*Trecho do texto:*
────────────────────

As cartas seriam a confissão amorosa de Sóror Mariana Alcoforado a um oficial
francês que teria divulgado a missiva entre os conhecidos para se exibir como
grande conquistador. As cartas originais teriam ido parar nas mãos de um
editor, que as traduziu para o francês e as publicou com grande sucesso: o
sucesso se basearia no escândalo real da religiosa portuguesa apaixonada pelo
militar francês. Porém, o desaparecimento dos originais em português e vários
outros trâmites sugerem que a autoria verdadeira do texto seria do jornalista
Gabriel de Guilleragues, mas o boato de veracidade era importante para manter o
interesse do público.
Vários prefácios
de obras ficcionais simulam as narrativas como fatos da vida real. Isso, hoje
como nos tempos originais, talvez não engane mais leitor algum, mas acabou se
tornando uma parte importa do jogo literário, parte do seu jogo de espelhos que
brinca com a realidade.

────────────────────

*Material de origem:*
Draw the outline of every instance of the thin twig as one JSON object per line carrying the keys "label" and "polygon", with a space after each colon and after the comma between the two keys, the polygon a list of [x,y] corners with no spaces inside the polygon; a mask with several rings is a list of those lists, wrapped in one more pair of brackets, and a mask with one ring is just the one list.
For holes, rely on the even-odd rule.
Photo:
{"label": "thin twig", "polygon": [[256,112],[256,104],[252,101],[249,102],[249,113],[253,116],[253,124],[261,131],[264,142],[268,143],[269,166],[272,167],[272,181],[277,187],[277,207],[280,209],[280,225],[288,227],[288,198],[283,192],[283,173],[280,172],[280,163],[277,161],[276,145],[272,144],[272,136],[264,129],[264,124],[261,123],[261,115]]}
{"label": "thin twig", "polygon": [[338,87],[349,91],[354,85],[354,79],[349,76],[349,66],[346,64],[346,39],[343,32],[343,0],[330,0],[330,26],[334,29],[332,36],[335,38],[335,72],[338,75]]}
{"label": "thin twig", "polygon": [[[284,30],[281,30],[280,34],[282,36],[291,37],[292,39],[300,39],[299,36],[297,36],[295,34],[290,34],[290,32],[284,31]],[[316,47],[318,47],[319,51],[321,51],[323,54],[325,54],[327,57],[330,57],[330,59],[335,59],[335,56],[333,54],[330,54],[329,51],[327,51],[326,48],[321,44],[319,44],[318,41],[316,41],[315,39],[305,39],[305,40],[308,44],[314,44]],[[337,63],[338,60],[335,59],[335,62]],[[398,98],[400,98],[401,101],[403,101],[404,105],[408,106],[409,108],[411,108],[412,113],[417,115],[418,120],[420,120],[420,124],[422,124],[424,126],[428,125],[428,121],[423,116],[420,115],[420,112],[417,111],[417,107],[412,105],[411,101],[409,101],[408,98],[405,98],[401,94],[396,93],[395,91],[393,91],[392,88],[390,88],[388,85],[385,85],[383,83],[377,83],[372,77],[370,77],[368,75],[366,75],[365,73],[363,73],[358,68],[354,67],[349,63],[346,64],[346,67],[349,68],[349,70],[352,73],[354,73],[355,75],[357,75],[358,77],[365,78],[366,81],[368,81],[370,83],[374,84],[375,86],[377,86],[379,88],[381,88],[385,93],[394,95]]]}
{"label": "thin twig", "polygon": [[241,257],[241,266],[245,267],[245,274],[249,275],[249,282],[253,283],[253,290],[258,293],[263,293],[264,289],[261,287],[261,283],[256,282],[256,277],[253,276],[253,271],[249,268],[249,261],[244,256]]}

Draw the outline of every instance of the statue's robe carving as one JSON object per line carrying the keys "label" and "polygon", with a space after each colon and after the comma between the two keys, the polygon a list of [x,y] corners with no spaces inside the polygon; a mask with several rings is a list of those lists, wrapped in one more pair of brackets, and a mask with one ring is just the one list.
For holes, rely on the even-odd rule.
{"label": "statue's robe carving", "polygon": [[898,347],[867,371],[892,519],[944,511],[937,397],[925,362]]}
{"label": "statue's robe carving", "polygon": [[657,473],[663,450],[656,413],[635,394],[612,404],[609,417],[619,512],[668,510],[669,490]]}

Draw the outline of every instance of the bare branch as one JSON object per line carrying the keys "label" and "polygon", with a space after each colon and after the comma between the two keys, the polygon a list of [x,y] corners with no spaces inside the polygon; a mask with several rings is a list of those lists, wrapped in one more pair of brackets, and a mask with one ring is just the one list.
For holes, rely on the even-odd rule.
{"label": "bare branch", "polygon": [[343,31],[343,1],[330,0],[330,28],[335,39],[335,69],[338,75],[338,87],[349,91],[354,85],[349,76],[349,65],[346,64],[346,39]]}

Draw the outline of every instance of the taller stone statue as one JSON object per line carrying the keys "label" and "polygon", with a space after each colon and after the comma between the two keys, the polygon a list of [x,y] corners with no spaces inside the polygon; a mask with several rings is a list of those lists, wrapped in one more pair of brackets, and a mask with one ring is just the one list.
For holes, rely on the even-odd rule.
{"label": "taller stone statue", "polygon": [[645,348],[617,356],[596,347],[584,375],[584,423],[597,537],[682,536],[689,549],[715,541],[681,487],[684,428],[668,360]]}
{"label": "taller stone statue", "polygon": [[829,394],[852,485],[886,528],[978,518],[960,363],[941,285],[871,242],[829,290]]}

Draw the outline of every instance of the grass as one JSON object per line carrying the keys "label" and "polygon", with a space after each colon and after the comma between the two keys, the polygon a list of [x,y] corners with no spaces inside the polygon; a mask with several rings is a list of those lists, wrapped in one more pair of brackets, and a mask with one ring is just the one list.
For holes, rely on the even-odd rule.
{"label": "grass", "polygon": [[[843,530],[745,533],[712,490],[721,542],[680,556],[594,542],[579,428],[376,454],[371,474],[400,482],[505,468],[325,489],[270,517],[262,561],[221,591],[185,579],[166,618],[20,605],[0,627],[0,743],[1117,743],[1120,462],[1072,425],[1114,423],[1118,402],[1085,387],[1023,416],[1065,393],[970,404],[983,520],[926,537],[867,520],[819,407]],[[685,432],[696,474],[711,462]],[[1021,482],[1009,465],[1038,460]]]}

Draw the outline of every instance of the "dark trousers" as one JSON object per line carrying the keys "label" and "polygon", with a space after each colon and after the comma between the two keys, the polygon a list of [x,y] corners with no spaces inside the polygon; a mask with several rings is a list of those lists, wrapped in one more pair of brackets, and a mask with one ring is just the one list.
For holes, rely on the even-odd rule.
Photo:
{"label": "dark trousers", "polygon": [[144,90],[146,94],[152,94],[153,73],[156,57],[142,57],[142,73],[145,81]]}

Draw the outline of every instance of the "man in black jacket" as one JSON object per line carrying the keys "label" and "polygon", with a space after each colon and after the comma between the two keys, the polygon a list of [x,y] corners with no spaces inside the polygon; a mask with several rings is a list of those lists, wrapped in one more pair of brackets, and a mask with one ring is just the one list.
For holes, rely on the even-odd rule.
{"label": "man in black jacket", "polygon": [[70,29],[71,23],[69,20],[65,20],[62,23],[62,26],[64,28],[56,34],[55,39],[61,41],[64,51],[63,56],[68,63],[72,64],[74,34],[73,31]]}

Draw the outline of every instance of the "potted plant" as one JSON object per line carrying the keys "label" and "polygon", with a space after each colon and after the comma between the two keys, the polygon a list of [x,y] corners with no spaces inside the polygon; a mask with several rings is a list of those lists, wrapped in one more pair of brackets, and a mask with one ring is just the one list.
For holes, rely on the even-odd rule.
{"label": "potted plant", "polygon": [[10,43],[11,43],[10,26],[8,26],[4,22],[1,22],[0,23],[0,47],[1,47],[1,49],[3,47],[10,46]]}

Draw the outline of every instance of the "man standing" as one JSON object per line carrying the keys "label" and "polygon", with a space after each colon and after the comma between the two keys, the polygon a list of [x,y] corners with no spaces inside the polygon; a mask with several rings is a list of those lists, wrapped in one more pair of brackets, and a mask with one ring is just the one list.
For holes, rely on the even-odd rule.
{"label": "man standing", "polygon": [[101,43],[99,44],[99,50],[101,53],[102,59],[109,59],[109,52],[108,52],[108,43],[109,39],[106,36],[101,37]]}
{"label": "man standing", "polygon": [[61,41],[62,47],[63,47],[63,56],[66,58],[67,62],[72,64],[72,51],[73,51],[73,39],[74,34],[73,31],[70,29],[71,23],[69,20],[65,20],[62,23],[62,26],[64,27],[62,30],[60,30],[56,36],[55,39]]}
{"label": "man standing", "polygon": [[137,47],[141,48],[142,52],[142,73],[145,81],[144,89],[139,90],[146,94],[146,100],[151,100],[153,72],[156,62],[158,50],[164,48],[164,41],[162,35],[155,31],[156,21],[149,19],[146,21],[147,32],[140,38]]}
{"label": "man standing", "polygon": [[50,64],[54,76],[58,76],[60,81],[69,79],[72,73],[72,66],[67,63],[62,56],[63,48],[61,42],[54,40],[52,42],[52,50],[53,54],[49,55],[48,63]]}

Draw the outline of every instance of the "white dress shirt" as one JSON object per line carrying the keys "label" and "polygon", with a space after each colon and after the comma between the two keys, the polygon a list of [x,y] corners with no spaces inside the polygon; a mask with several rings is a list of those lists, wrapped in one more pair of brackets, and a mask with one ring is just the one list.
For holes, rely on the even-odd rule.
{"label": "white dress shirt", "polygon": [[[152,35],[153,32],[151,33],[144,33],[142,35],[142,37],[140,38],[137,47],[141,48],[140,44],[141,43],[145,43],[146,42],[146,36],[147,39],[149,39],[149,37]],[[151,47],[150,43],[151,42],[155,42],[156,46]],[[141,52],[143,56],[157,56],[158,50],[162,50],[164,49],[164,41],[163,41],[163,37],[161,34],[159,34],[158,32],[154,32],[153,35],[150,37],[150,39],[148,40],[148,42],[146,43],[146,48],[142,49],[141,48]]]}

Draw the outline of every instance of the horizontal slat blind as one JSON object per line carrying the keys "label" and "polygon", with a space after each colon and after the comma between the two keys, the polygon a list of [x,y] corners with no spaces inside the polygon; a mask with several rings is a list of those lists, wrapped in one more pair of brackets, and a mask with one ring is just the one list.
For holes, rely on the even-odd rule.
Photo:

────────────────────

*Desafio 1:* Com base no texto sobre as cartas de Sóror Mariana, diga se cada frase está de acordo com ele: (a) um editor traduziu as cartas para o francês; (b) os originais em português foram preservados; (c) os prefácios que fingem contar fatos reais ainda enganam muitos leitores hoje. Responda sim ou não e cite as palavras do texto que decidem cada caso.
*Desafio 2:* Transcreva da listagem, sem mudar nada, tudo desde a linha que contém "Draw the outline of every instance of the horizontal" até o fim da listagem, com as duas pontas incluídas.

*Resposta comentada 1:*
(a) Sim: "que as traduziu para o francês e as publicou com grande sucesso".
(b) Não: "o desaparecimento dos originais em português".
(c) Não: "talvez não engane mais leitor algum".

*Resposta comentada 2:*
Draw the outline of every instance of the horizontal slat blind as one JSON object per line carrying the keys "label" and "polygon", with a space after each colon and after the comma between the two keys, the polygon a list of [x,y] corners with no spaces inside the polygon; a mask with several rings is a list of those lists, wrapped in one more pair of brackets, and a mask with one ring is just the one list.
For holes, rely on the even-odd rule.
Photo:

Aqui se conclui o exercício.